• _TO DO_:
Return every line of the records that contains the word "with".

• _STORED DATA_:
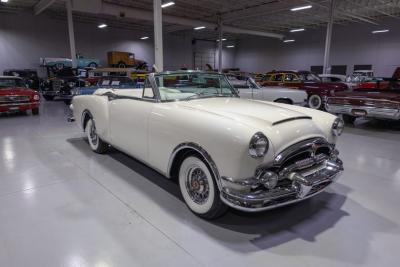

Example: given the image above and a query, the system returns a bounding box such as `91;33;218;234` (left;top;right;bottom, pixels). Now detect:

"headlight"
249;132;269;158
332;118;344;136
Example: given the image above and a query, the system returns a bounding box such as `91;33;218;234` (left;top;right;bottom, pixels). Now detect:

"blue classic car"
40;54;100;69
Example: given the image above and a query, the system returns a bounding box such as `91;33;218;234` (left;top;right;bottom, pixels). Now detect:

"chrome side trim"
272;116;312;126
167;142;222;190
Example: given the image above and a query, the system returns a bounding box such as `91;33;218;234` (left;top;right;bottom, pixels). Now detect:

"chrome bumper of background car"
0;102;40;107
325;104;400;120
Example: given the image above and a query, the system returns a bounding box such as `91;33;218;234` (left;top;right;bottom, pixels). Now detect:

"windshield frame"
147;71;239;103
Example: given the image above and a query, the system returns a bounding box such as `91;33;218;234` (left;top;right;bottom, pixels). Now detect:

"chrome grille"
0;95;29;104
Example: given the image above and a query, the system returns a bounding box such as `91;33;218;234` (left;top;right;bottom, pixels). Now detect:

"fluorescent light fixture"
161;1;175;8
372;30;389;33
290;5;312;11
290;29;306;32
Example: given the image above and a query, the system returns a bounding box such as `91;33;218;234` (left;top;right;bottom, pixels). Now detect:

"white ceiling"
0;0;400;38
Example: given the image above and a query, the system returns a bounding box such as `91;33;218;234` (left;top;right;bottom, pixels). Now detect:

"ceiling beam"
73;0;284;39
33;0;56;15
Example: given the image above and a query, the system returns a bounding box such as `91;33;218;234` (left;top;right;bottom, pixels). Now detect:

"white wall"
234;17;400;76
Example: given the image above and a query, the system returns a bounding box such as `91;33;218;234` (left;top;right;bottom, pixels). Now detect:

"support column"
218;17;223;72
324;0;336;74
65;0;77;68
153;0;164;71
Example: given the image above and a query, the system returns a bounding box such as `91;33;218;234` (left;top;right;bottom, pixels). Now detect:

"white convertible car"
71;71;343;219
236;77;308;106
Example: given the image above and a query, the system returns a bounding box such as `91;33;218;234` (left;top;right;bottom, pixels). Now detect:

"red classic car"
0;76;40;115
261;71;348;109
325;89;400;123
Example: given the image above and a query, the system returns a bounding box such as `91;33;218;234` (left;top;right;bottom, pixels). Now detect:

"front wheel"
308;95;322;109
179;156;227;219
85;119;109;154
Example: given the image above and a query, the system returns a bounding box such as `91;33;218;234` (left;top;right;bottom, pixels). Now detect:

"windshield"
155;73;237;101
299;73;321;82
0;78;26;89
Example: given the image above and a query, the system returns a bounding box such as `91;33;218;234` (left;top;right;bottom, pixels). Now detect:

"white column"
153;0;164;71
324;0;335;74
65;0;77;68
218;18;223;72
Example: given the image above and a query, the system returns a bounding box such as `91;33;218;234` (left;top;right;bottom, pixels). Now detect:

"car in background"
41;68;86;103
3;69;40;91
70;71;343;219
40;54;100;70
0;76;40;115
71;77;142;100
326;89;400;123
228;76;307;106
261;71;348;109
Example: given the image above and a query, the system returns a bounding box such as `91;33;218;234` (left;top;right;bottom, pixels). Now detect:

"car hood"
0;87;37;96
179;97;311;127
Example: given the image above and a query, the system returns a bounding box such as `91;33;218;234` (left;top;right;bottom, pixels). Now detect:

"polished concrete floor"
0;102;400;267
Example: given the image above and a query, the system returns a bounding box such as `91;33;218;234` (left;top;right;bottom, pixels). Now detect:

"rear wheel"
179;156;227;219
308;95;322;109
342;114;357;124
85;119;109;154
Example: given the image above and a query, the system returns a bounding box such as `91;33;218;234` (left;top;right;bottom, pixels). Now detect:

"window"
143;77;154;99
271;74;283;82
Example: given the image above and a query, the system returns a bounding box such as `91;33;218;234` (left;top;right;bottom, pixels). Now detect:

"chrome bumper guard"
221;139;343;212
325;104;400;120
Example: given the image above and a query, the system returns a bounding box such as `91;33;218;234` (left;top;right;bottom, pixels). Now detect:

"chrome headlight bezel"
332;118;344;136
249;132;269;158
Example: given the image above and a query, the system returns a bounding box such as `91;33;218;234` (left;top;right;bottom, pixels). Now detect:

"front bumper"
325;104;400;120
220;140;343;212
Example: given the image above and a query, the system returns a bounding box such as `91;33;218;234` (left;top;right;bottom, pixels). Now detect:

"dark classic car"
325;89;400;123
261;71;348;109
0;76;40;115
42;68;85;102
3;69;40;91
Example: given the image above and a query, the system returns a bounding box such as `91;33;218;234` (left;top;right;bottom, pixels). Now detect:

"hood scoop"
272;116;312;126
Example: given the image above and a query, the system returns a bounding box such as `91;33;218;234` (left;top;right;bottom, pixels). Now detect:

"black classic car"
41;68;85;102
3;69;40;91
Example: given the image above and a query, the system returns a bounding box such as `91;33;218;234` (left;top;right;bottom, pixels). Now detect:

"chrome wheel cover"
185;166;210;205
89;122;99;146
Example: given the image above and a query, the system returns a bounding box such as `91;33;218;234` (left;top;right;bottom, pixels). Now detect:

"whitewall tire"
308;95;322;109
85;119;109;154
179;156;227;219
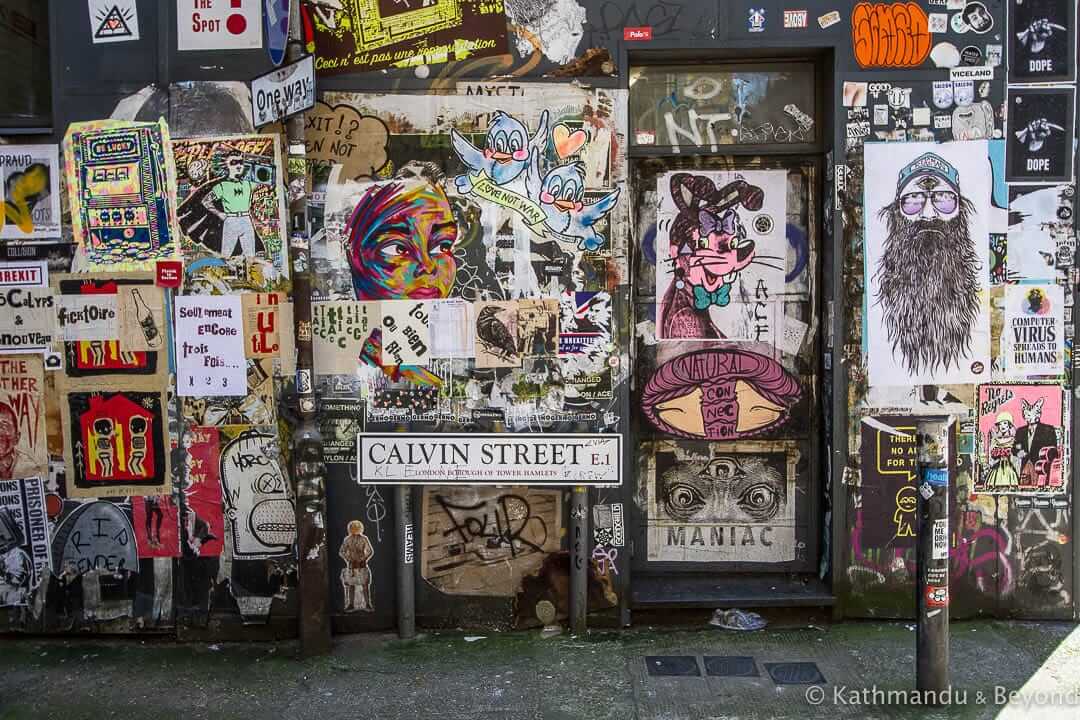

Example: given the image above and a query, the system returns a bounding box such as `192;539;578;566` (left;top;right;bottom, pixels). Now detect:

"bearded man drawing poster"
863;140;991;385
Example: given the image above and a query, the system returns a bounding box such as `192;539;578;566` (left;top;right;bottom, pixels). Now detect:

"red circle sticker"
225;15;247;35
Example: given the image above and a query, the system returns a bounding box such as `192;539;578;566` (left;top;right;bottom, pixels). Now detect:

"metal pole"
915;420;950;705
569;486;589;634
285;0;330;656
394;485;416;640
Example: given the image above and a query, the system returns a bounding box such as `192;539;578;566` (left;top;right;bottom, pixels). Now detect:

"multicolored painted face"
346;181;458;300
686;209;754;293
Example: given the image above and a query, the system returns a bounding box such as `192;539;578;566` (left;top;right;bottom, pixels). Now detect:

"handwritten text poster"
176;295;247;397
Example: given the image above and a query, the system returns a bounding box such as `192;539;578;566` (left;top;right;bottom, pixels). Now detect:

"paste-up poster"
558;290;615;399
863;140;993;385
859;416;919;548
132;495;180;558
379;300;431;365
300;0;509;74
53;273;167;389
0;145;60;240
0;477;52;608
475;300;522;367
1001;284;1065;380
428;298;476;357
86;0;138;45
176;426;225;557
116;285;168;352
974;384;1068;494
1008;0;1077;83
0;355;49;479
1005;85;1076;185
311;300;382;375
60;390;173;498
657;169;787;342
517;298;558;357
642;441;798;562
218;425;296;559
64;120;179;270
173;133;285;271
174;295;247;397
1004;185;1076;282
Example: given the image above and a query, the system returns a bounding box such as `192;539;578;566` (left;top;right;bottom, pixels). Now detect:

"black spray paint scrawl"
1008;0;1077;83
1005;86;1076;182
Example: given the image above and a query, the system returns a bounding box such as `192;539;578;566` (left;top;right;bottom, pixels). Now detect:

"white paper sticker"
176;0;262;50
175;295;247;397
379;300;431;366
428;299;476;357
948;66;994;82
86;0;138;45
930;517;948;560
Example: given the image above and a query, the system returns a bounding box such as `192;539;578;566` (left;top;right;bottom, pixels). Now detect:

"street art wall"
831;1;1076;617
307;83;629;624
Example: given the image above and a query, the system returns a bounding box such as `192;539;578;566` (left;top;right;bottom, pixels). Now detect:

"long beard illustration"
875;198;980;375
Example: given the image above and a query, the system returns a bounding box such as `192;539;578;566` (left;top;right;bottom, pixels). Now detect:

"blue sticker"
922;467;948;488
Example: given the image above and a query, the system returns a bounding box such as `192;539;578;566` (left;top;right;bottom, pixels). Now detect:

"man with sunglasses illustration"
875;152;980;376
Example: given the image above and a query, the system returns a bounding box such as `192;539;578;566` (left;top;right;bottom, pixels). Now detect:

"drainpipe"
285;0;330;657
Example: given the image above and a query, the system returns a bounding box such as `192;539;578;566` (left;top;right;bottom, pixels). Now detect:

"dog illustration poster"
60;391;172;498
657;171;787;342
1001;284;1065;380
863;140;991;385
1007;0;1077;83
974;384;1068;494
1005;85;1076;185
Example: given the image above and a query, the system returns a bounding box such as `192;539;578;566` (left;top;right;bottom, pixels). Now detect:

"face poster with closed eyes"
642;441;798;562
863;140;993;386
657;169;787;343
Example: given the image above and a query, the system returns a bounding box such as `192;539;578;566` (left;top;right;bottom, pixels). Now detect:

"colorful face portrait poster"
0;477;52;608
863;140;991;385
643;443;798;562
974;384;1068;494
1001;284;1065;380
300;0;509;74
1007;0;1077;84
60;390;172;498
173;135;285;271
657;171;787;342
0;145;60;240
0;355;49;479
64;120;179;270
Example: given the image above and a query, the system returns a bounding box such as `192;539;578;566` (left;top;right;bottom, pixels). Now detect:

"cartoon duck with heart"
527;151;619;250
450;110;548;194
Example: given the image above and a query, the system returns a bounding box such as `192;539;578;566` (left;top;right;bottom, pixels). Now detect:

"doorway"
630;59;827;606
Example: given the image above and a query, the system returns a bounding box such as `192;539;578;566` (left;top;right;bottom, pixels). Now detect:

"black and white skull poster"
863;140;991;385
1005;85;1076;184
1008;0;1077;83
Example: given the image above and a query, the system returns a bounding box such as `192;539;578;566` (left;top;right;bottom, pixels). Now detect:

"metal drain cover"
762;663;826;685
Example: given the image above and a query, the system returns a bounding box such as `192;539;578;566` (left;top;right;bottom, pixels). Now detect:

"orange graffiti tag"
851;2;930;68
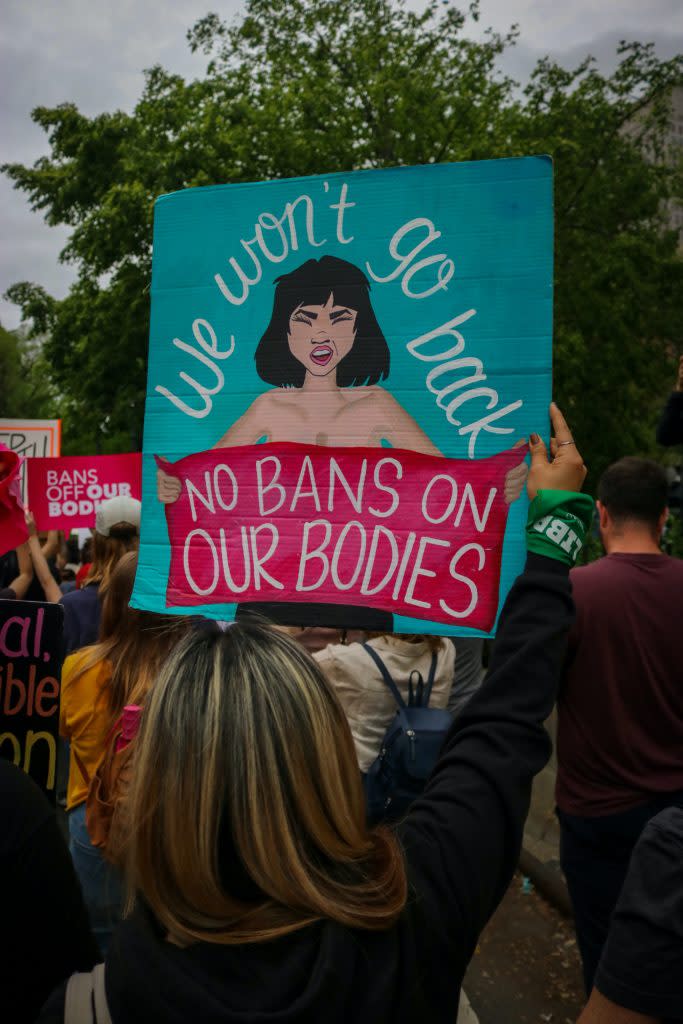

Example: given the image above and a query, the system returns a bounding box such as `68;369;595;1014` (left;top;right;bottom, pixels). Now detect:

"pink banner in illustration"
158;442;519;630
27;452;142;532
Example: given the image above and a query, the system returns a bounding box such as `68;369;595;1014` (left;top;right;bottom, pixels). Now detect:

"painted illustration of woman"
157;256;526;628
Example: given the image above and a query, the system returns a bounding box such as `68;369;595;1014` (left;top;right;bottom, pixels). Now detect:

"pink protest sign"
27;452;142;532
159;442;519;630
0;442;29;555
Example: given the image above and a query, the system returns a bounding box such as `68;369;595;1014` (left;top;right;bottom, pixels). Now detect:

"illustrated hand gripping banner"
133;158;552;635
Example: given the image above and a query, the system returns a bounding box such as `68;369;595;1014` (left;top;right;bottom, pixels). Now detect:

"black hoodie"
39;555;573;1024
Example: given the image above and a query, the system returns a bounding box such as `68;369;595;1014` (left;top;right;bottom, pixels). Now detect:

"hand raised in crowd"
503;438;528;505
526;401;588;501
157;469;181;505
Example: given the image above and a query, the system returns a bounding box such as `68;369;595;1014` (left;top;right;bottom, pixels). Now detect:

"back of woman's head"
129;623;407;943
94;551;189;719
85;523;140;595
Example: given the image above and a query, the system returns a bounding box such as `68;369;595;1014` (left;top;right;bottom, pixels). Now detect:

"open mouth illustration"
310;345;332;367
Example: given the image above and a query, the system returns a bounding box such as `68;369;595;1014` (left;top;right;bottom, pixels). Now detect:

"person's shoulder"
640;807;683;847
663;555;683;578
59;584;99;608
254;387;301;405
569;555;613;589
61;644;105;686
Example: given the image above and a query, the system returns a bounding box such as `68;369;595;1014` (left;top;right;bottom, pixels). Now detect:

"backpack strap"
72;750;90;786
92;964;112;1024
422;651;436;708
362;643;407;711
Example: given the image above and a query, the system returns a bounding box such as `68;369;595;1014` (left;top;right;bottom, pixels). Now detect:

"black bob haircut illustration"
254;256;389;387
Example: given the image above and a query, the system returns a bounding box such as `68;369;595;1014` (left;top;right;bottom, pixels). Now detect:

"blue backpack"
362;643;453;824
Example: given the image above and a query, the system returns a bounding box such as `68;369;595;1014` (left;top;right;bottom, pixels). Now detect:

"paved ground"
464;873;584;1024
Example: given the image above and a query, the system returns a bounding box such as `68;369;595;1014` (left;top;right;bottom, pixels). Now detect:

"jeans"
69;803;123;956
557;791;683;995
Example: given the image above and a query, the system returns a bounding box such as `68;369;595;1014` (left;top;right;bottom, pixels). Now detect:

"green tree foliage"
0;317;57;419
4;0;683;471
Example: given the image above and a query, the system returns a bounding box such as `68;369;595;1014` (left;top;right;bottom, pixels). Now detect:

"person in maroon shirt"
555;458;683;992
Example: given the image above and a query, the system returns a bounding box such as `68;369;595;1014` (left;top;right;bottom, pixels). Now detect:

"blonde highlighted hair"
84;522;140;600
127;622;407;944
74;538;190;724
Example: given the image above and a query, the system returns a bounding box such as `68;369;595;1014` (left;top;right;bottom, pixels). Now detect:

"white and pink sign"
27;452;142;532
162;442;519;630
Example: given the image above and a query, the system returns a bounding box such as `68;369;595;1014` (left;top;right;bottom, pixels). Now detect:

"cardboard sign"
133;158;553;635
0;443;29;555
162;442;519;630
28;452;142;534
0;601;63;804
0;418;61;505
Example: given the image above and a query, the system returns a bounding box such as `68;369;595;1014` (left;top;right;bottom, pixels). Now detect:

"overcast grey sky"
0;0;683;328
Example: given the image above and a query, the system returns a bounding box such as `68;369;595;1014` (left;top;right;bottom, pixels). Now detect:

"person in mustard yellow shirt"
59;552;187;954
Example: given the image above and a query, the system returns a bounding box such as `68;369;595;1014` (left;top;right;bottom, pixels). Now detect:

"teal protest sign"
133;157;553;635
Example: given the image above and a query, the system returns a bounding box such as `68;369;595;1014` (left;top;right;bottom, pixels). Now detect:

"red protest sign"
163;442;520;630
27;452;142;532
0;443;29;555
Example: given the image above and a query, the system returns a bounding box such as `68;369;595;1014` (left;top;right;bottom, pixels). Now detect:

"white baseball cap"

• _WRITTEN RESPONSE_:
"man with sunglasses illustration"
"face poster with closed eyes"
"cartoon duck with heart"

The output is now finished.